# EXTRAIT PRÉSENTÉ:
:::

Cohabitation des communes avec le monde sauvage

Depuis 96 ans, la Ligue Royale Belge pour la Protection des Oiseaux milite pour améliorer le cadre légal protégeant la faune sauvage et son habitat. Etant à la fois active sur le terrain et à l’écoute de l’inquiétude des citoyens, la Ligue déplore la situation dramatique dans laquelle se trouve la faune de nos régions.

Le bien-être de notre société et des animaux sauvages dépend de notre capacité à faire cohabiter nos deux mondes. 

Ce défi constitue à présent un impératif. L’avis et les conseils des associations environnementales et des organismes de recherches doivent, dès à présent, être pris en considération et faire l’objet d’actions concrètes initiées par le niveau de gestion le plus proche du citoyen : les communes.

Forte de son expérience, la Ligue énonce aujourd’hui 6 objectifs environnementaux qui devraient entrer dans le programme d’actions des futurs candidats aux élections communales d’octobre 2018.

:::

# EXERCICE ÉCRIT A:
Répondez aux questions suivantes à partir de l'extrait sur la cohabitation des communes avec le monde sauvage :
(i) Depuis combien d'années la Ligue Royale Belge pour la Protection des Oiseaux milite-t-elle ?
(ii) Quel niveau de gestion est désigné comme « le plus proche du citoyen » ?
(iii) Combien d'objectifs environnementaux la Ligue énonce-t-elle, et pour quelles élections ?

# DONNÉES DE TRAVAIL:
:::

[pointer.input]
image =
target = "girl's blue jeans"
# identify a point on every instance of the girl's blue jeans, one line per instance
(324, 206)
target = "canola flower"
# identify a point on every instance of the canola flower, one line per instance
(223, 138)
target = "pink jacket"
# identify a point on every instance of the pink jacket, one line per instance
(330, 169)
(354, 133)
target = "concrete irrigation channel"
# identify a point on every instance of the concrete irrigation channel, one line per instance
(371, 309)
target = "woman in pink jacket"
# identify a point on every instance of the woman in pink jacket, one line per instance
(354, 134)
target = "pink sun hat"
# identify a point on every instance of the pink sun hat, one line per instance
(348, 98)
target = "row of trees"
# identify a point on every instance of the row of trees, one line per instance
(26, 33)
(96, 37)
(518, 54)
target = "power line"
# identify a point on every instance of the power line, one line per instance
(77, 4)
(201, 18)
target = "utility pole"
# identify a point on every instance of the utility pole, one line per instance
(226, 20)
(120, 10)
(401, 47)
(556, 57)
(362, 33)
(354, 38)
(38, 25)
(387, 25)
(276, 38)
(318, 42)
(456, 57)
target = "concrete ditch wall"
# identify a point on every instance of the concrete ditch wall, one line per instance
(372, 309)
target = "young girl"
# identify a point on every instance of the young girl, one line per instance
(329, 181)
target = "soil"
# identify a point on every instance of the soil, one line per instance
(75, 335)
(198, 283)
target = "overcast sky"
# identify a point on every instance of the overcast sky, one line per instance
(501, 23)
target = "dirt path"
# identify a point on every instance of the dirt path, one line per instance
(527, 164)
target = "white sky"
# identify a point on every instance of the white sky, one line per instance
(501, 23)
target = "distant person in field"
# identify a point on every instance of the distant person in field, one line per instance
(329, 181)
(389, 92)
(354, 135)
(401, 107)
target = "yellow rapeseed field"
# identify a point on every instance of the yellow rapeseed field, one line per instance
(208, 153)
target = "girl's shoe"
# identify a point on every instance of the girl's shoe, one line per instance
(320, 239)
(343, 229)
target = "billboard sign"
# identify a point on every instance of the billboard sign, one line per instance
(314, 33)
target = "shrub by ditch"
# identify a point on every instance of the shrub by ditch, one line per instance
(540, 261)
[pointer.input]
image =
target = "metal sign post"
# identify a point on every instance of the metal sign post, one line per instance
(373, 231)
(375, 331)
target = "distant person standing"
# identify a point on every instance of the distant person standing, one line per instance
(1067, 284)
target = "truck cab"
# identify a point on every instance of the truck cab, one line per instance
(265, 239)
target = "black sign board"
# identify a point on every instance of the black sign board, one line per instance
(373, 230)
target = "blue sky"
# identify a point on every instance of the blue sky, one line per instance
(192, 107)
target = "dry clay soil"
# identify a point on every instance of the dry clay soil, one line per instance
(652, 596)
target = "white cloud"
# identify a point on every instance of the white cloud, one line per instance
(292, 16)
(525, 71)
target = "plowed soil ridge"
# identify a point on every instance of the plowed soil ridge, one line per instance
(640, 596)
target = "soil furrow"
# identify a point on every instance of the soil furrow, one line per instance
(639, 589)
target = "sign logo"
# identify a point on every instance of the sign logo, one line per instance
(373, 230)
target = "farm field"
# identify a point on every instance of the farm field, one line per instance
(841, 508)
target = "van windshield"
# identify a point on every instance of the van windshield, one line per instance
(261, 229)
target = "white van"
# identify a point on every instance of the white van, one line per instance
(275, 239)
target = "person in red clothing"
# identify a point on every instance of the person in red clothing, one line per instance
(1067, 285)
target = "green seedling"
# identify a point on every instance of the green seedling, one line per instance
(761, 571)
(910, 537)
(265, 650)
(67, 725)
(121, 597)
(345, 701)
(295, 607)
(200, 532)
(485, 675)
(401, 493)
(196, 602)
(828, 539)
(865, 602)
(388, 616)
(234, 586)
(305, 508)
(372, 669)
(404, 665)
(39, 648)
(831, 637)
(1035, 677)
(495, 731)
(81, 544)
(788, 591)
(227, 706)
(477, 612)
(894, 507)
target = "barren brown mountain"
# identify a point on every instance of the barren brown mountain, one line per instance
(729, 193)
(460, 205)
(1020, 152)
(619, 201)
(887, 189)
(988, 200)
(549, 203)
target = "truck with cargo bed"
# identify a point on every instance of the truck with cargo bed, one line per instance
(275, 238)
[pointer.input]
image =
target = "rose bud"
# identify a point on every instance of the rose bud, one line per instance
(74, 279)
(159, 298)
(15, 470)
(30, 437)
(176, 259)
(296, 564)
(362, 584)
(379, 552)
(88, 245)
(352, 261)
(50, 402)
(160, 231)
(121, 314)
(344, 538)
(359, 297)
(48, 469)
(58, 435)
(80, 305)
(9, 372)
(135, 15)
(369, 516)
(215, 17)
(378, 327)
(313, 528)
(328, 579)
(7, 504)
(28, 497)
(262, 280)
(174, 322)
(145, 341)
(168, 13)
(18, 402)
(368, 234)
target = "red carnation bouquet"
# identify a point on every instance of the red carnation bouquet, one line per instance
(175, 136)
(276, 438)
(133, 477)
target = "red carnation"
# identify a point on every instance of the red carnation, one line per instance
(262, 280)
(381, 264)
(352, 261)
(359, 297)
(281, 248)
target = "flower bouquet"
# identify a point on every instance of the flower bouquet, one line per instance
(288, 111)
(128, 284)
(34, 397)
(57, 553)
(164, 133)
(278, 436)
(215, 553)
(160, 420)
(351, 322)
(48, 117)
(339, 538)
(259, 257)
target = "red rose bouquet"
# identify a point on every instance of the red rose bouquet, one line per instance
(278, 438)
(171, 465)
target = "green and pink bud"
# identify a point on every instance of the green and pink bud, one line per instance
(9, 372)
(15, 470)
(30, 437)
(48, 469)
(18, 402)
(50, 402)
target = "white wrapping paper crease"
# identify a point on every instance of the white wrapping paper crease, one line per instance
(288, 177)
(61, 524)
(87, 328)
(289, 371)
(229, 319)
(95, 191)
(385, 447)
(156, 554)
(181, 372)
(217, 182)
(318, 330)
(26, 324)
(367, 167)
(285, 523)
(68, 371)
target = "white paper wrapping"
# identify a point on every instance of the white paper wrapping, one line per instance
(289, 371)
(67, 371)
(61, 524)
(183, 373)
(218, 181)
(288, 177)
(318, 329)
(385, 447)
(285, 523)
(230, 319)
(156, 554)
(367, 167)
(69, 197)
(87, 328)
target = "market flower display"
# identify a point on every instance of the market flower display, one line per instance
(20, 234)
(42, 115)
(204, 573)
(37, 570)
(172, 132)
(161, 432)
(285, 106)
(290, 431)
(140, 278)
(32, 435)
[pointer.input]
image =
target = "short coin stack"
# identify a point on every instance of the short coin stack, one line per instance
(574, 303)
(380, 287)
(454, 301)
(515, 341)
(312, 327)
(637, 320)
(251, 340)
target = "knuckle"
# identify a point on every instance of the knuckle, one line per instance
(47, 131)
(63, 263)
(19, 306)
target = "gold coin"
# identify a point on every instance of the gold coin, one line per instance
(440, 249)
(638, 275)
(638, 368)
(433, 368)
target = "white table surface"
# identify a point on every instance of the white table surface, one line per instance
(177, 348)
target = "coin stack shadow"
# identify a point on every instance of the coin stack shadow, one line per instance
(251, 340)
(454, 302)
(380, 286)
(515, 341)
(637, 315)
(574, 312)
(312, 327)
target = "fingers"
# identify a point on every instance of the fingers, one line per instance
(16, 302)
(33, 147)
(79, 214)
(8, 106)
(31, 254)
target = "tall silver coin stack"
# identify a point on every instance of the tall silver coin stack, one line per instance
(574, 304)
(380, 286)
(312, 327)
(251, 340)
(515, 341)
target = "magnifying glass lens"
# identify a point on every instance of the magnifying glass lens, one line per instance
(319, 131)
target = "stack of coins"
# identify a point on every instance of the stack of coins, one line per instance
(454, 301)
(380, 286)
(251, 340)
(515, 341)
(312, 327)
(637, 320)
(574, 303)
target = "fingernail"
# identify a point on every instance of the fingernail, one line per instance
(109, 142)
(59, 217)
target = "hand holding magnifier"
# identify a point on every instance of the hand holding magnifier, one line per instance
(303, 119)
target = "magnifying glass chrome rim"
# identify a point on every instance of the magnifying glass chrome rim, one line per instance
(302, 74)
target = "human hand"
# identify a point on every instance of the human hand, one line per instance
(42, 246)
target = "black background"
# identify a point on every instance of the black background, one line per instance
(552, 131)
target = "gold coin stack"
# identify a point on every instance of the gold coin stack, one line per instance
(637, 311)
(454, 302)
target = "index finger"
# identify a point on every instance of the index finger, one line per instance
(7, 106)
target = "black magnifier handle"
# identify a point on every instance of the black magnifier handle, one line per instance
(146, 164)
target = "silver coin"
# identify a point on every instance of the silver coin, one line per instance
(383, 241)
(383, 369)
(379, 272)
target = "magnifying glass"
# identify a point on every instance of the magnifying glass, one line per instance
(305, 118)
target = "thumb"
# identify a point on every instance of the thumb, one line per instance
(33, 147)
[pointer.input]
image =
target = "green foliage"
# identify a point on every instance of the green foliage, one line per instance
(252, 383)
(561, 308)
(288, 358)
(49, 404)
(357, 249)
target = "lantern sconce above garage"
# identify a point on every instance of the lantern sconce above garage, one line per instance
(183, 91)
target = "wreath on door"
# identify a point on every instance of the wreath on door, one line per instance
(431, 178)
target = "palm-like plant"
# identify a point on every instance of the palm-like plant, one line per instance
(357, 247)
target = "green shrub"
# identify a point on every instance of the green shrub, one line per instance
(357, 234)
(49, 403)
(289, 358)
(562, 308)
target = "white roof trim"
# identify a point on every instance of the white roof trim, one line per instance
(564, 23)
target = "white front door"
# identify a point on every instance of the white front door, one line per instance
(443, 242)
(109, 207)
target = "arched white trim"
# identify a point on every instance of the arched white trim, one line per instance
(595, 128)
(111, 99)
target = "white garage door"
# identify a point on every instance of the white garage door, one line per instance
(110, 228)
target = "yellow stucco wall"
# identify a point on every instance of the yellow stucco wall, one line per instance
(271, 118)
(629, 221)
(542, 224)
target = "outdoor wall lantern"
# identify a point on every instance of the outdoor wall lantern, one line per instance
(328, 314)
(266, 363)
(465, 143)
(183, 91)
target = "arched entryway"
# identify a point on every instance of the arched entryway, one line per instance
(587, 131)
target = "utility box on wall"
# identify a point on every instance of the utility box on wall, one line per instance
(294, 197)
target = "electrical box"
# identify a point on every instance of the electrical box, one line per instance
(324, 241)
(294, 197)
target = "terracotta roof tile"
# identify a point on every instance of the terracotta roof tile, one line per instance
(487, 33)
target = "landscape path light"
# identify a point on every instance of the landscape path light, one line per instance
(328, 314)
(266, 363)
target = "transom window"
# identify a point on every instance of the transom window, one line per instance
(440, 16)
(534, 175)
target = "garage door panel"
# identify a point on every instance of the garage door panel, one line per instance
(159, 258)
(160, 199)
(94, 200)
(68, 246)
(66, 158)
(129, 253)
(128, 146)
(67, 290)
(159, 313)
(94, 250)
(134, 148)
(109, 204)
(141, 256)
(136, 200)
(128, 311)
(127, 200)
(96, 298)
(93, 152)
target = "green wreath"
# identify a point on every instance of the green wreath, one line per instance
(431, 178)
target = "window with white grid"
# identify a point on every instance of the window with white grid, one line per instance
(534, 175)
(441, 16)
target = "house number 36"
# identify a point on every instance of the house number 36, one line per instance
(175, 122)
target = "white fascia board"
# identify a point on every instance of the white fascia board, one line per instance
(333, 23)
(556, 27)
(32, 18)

:::

# EXERCICE ÉCRIT B:
Indiquez combien de lignes des entrées contiennent la chaîne « short ». Donnez uniquement le nombre.

# RÉSULTAT A:
(i) Depuis 96 ans.
(ii) Les communes.
(iii) 6 objectifs, pour les élections communales d'octobre 2018.

# RÉSULTAT B:
2